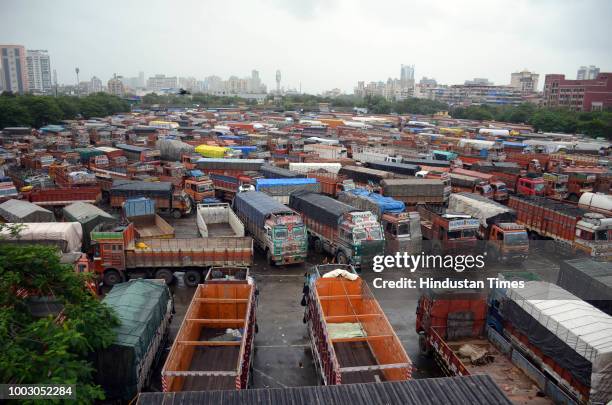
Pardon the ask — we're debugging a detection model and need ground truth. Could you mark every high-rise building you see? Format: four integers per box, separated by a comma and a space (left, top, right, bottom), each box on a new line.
108, 73, 125, 97
576, 65, 599, 80
26, 49, 53, 93
0, 45, 30, 94
510, 69, 540, 94
543, 72, 612, 111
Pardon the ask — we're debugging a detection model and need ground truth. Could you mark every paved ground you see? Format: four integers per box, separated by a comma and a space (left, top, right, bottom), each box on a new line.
146, 213, 558, 390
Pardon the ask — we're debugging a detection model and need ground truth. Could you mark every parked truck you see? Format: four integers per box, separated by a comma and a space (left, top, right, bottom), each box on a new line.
338, 189, 423, 254
255, 178, 321, 204
508, 196, 612, 260
161, 282, 257, 392
304, 266, 412, 385
234, 191, 307, 265
196, 203, 244, 238
380, 178, 445, 205
418, 205, 480, 254
91, 224, 253, 287
94, 280, 174, 402
109, 180, 193, 218
289, 192, 385, 268
416, 289, 552, 405
448, 193, 529, 262
307, 172, 355, 197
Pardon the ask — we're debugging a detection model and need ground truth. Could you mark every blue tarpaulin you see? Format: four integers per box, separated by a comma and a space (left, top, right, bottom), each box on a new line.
349, 188, 406, 214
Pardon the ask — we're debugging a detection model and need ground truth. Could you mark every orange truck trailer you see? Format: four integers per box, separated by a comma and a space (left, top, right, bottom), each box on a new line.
304, 265, 412, 385
161, 281, 257, 392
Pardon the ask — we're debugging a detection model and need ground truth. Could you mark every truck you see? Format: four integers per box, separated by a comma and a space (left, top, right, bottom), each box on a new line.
338, 189, 422, 254
303, 266, 412, 385
91, 223, 253, 287
161, 282, 257, 392
415, 289, 552, 405
255, 178, 321, 204
417, 205, 480, 254
498, 281, 612, 404
542, 173, 569, 200
289, 191, 385, 268
557, 257, 612, 315
380, 178, 446, 206
448, 193, 529, 263
93, 280, 174, 402
196, 203, 244, 238
109, 180, 193, 218
233, 191, 307, 265
307, 172, 355, 197
508, 196, 612, 260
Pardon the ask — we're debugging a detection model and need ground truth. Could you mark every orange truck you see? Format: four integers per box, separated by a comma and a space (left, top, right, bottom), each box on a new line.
91, 223, 253, 287
302, 265, 412, 385
161, 280, 257, 392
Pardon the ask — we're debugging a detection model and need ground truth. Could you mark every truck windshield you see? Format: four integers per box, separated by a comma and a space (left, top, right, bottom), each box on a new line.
504, 232, 529, 245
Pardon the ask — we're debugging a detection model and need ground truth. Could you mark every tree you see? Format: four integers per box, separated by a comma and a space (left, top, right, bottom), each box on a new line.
0, 238, 118, 404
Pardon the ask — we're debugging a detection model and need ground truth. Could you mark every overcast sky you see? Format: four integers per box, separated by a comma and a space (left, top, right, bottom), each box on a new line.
0, 0, 612, 93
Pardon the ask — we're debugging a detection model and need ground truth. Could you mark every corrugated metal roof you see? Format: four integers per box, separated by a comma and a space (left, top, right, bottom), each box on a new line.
137, 375, 512, 405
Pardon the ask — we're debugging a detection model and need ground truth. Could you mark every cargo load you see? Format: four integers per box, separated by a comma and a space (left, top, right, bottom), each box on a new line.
161, 283, 257, 392
305, 271, 412, 385
0, 200, 55, 223
557, 258, 612, 316
94, 280, 173, 401
500, 281, 612, 403
0, 222, 83, 253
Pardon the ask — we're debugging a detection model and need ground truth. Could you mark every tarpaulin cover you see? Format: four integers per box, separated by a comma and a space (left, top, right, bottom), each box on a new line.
448, 193, 516, 228
0, 222, 83, 253
289, 191, 359, 226
557, 258, 612, 315
234, 191, 293, 228
0, 200, 55, 222
96, 279, 170, 400
338, 188, 406, 217
260, 165, 306, 179
501, 281, 612, 403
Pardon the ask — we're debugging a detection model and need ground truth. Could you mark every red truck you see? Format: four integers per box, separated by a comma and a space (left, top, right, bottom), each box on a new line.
307, 172, 356, 197
416, 289, 552, 405
91, 223, 253, 287
418, 205, 480, 254
304, 265, 412, 385
161, 280, 257, 392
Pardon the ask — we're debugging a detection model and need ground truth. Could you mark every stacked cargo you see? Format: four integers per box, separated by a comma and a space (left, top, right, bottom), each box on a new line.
94, 280, 173, 401
162, 282, 256, 392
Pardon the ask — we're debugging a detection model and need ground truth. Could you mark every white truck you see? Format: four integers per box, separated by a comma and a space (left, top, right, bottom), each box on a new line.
196, 203, 244, 238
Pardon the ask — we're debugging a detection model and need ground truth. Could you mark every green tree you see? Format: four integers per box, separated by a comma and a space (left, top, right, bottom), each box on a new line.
0, 240, 118, 404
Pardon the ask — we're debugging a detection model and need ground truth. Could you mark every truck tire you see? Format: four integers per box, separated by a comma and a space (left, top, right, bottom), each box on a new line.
183, 270, 202, 287
102, 269, 123, 287
155, 269, 174, 285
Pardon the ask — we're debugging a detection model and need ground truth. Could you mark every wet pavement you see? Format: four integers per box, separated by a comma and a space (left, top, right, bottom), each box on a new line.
145, 216, 558, 391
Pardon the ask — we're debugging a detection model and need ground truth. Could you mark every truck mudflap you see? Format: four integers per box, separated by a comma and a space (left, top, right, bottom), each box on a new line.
353, 240, 385, 269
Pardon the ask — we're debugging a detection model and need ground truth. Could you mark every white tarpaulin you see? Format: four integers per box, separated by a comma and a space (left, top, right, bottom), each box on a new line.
0, 222, 83, 253
506, 281, 612, 403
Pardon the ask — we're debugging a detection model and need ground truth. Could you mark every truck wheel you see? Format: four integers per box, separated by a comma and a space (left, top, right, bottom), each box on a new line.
155, 269, 174, 285
103, 270, 123, 287
183, 270, 202, 287
336, 250, 348, 264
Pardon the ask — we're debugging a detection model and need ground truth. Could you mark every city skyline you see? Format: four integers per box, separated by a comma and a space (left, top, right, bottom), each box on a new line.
0, 0, 612, 93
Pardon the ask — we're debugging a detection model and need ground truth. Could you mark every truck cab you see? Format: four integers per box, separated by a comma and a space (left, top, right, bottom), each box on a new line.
487, 222, 529, 263
574, 213, 612, 261
336, 211, 385, 267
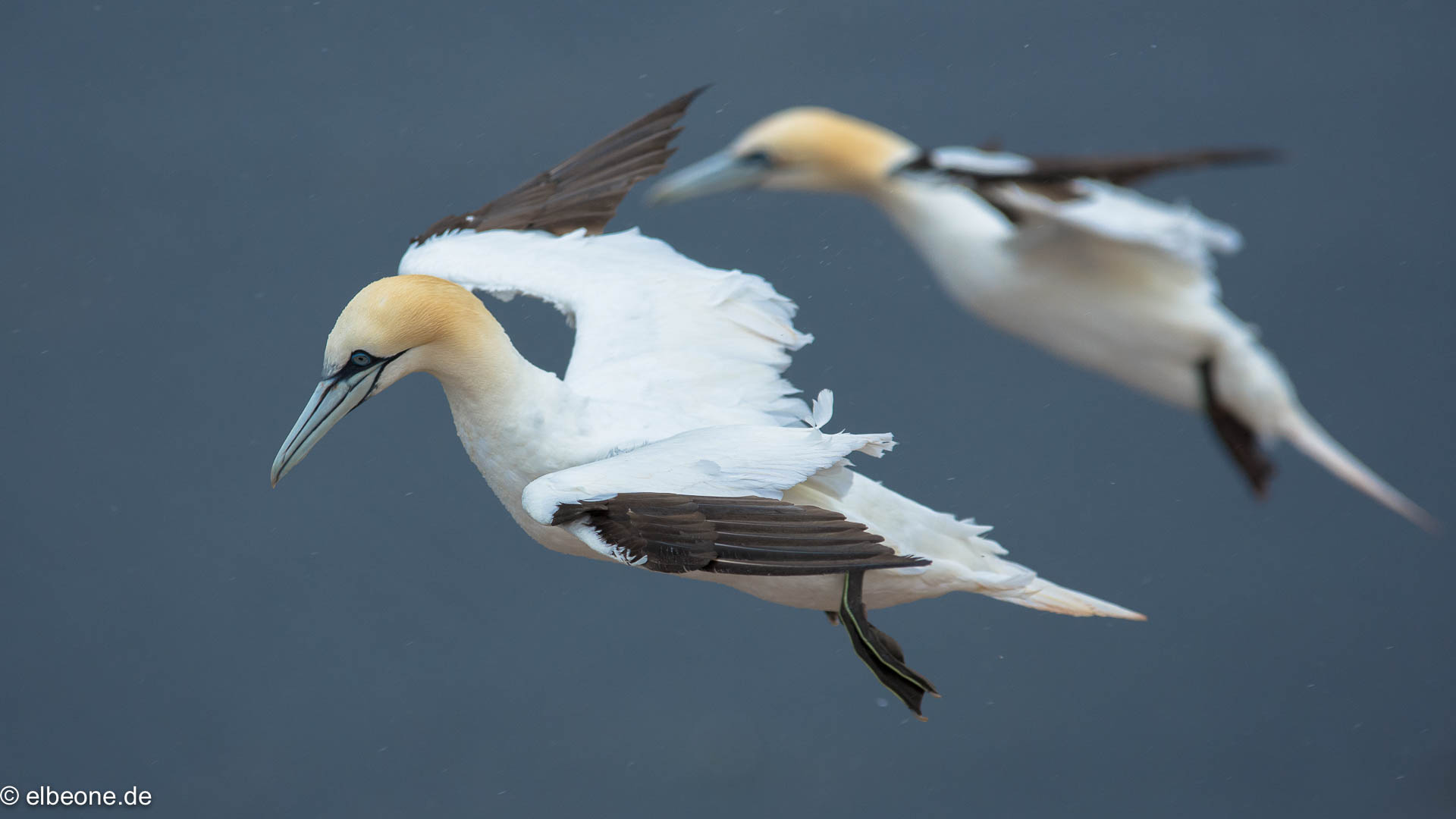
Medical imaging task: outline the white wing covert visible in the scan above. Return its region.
[399,229,812,424]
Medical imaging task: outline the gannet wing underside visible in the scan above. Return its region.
[399,231,812,422]
[521,413,924,574]
[902,147,1277,294]
[399,92,812,422]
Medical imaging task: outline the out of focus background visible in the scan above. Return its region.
[0,0,1456,817]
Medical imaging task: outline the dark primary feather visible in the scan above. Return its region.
[552,493,930,576]
[905,147,1280,224]
[974,147,1282,185]
[410,86,706,245]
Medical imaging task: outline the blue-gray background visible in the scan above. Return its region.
[0,0,1456,816]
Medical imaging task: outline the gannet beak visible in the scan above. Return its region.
[646,150,774,206]
[269,362,388,487]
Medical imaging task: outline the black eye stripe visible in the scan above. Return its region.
[323,350,410,381]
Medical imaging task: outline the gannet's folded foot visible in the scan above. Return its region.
[839,571,939,721]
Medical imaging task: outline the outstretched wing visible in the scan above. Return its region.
[521,419,929,576]
[556,493,930,576]
[912,146,1282,185]
[410,86,706,245]
[399,92,811,424]
[904,147,1277,293]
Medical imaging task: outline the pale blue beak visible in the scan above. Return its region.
[646,150,774,206]
[269,362,388,487]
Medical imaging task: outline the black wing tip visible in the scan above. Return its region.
[410,84,712,248]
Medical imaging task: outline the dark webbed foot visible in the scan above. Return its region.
[839,571,939,721]
[1198,359,1274,500]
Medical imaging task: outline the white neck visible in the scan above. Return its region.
[438,348,592,501]
[871,177,1016,306]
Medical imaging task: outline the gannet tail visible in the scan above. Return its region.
[1279,408,1442,535]
[983,577,1147,620]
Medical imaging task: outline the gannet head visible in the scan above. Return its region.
[271,275,510,485]
[648,108,920,204]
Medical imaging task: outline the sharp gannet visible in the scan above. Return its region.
[651,108,1437,531]
[272,89,1141,714]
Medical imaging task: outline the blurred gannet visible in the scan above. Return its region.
[272,92,1143,714]
[651,108,1437,531]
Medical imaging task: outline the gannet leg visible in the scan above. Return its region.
[1198,359,1274,500]
[839,571,939,721]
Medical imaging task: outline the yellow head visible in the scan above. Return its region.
[271,275,519,485]
[649,108,920,202]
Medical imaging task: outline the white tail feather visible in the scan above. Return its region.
[1280,410,1442,535]
[984,577,1147,620]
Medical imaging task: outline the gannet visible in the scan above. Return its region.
[271,92,1143,716]
[651,108,1437,531]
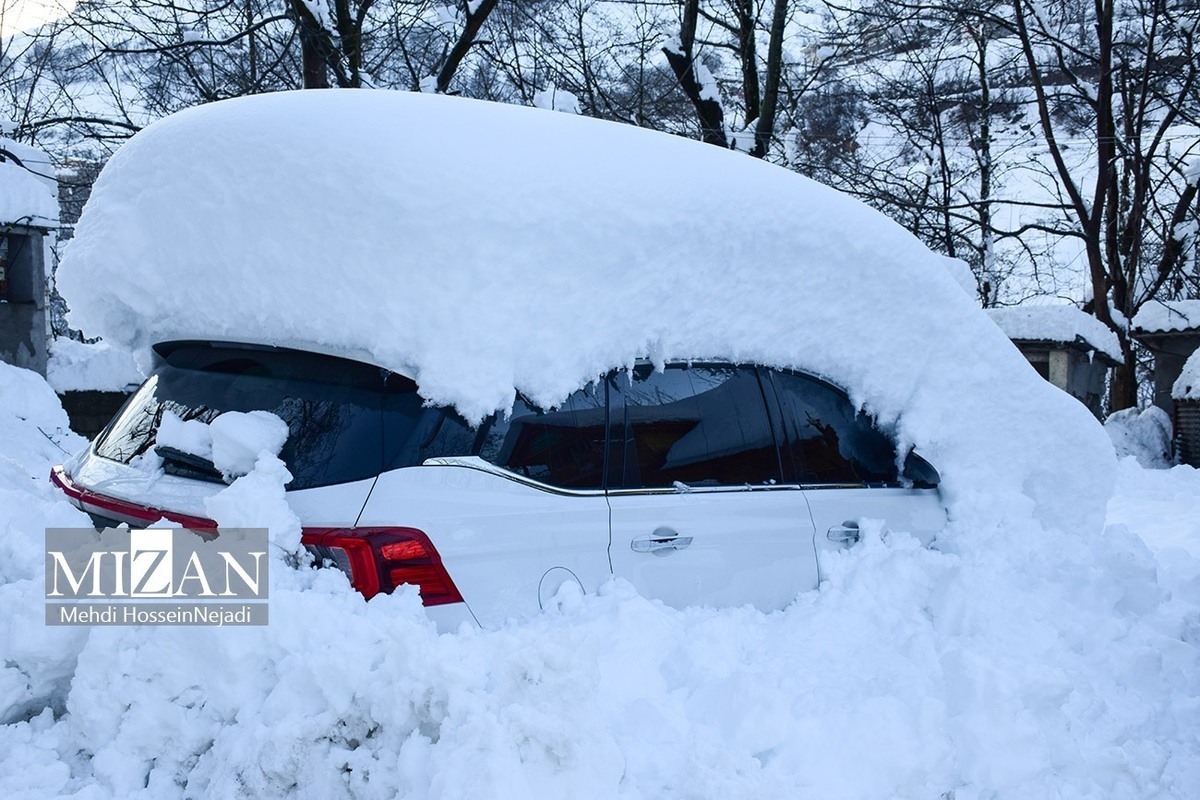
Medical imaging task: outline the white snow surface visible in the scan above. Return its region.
[155,409,288,480]
[154,408,212,459]
[0,371,1200,800]
[942,255,979,300]
[209,411,288,477]
[1104,405,1174,469]
[59,91,1115,530]
[1133,300,1200,333]
[46,337,145,392]
[0,145,59,225]
[1171,350,1200,399]
[988,306,1123,361]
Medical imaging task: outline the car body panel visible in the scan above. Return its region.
[610,487,817,610]
[359,459,611,626]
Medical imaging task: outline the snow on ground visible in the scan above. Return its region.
[0,365,1200,800]
[46,337,145,392]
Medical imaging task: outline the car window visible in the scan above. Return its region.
[478,381,607,489]
[768,369,899,483]
[383,374,475,470]
[96,343,439,489]
[610,365,779,488]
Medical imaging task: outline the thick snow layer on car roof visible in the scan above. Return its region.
[59,91,1115,525]
[1171,350,1200,399]
[1133,300,1200,333]
[988,306,1123,361]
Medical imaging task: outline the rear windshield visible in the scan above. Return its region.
[96,343,474,489]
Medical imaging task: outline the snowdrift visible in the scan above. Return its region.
[59,91,1115,528]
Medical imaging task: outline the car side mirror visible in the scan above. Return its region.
[901,450,942,489]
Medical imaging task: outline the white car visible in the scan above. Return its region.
[53,341,946,628]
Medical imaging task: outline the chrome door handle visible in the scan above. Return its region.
[629,528,691,553]
[826,519,859,545]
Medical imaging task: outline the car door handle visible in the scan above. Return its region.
[826,519,859,545]
[629,528,691,553]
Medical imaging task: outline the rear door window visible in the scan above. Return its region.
[478,381,607,489]
[764,369,899,485]
[610,365,780,489]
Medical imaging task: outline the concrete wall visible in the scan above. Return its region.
[1138,331,1200,414]
[0,225,49,375]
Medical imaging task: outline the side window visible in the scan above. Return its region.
[610,365,779,488]
[383,392,475,470]
[478,383,607,489]
[770,371,899,483]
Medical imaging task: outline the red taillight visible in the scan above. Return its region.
[301,528,462,606]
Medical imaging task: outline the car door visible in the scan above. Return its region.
[762,369,946,582]
[358,383,611,626]
[608,363,817,610]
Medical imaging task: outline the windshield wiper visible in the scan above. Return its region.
[154,445,226,483]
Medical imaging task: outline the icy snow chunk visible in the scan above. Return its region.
[988,306,1123,361]
[209,411,288,475]
[0,154,59,224]
[1133,300,1200,333]
[155,409,288,480]
[942,255,979,300]
[155,409,212,461]
[1104,405,1171,469]
[46,337,145,392]
[533,84,580,114]
[59,90,1116,530]
[1171,350,1200,399]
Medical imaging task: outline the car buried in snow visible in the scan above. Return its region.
[52,341,946,628]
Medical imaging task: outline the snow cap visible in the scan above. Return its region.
[988,306,1124,363]
[59,90,1115,529]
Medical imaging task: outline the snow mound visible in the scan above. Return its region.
[1133,300,1200,333]
[155,409,288,480]
[1171,350,1200,399]
[1104,405,1172,469]
[46,337,145,392]
[988,306,1123,361]
[59,91,1115,529]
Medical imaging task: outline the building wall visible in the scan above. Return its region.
[0,225,49,375]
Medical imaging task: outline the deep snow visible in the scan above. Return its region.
[59,91,1116,530]
[0,365,1200,800]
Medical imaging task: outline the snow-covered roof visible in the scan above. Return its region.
[1171,350,1200,401]
[988,306,1122,361]
[1133,300,1200,333]
[58,90,1115,527]
[0,137,59,227]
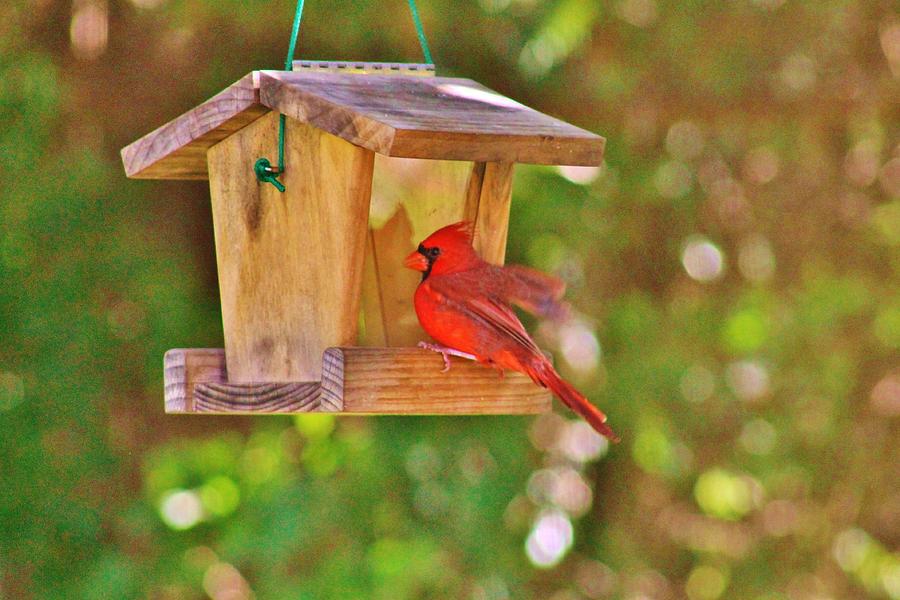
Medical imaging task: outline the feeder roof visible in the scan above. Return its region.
[122,70,605,179]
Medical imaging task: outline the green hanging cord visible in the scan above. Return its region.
[253,0,303,192]
[409,0,434,64]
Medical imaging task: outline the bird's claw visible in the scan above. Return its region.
[416,342,475,373]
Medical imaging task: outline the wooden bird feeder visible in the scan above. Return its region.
[122,61,604,414]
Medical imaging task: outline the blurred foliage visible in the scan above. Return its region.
[0,0,900,600]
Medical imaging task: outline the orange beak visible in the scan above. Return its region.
[403,250,428,272]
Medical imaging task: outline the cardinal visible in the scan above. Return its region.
[405,221,619,442]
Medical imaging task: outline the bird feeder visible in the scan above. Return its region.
[122,61,604,414]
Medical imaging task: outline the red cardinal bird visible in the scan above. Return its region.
[405,222,619,442]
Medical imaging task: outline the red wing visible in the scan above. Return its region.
[431,275,541,354]
[497,265,569,320]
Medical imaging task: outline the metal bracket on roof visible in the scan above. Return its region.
[293,60,435,77]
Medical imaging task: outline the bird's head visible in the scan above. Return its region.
[404,221,480,281]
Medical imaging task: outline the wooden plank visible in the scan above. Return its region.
[165,347,551,415]
[259,71,605,165]
[322,348,550,415]
[472,163,513,265]
[293,60,434,77]
[164,348,328,414]
[122,73,269,179]
[208,113,374,383]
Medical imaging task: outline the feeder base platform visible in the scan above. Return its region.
[165,347,551,415]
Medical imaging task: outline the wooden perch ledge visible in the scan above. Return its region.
[165,347,551,415]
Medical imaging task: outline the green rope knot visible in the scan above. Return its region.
[253,0,434,192]
[253,158,285,192]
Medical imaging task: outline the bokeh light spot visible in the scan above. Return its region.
[738,235,775,283]
[525,510,574,568]
[200,475,241,517]
[69,0,109,60]
[681,237,725,283]
[666,120,705,160]
[684,565,728,600]
[743,146,779,185]
[0,371,25,412]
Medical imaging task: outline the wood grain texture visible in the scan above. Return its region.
[208,113,374,383]
[259,71,605,165]
[322,348,551,415]
[122,73,269,179]
[472,163,514,265]
[165,348,551,415]
[165,348,328,414]
[360,155,513,347]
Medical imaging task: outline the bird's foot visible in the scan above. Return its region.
[418,342,475,373]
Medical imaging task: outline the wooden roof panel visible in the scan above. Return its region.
[122,71,605,179]
[260,71,604,165]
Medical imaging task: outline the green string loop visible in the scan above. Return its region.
[409,0,434,64]
[253,158,286,192]
[253,0,434,192]
[253,0,303,192]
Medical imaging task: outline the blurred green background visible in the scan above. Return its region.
[0,0,900,600]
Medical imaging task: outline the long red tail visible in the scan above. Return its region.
[528,360,619,443]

____

STATED EXERCISE: Please rewrite the listing from the line with "Medical imaging task: outline the car buried" to the line with "[59,90,1115,529]", swapping "region" for "area" and leaving everything else unchanged.

ANSWER TO THIS PROBLEM:
Medical imaging task: outline the car buried in snow visible in the scan above. Return its area.
[52,341,946,628]
Medical imaging task: outline the snow cap visible in the scan above. Return its area.
[988,306,1124,363]
[59,90,1115,529]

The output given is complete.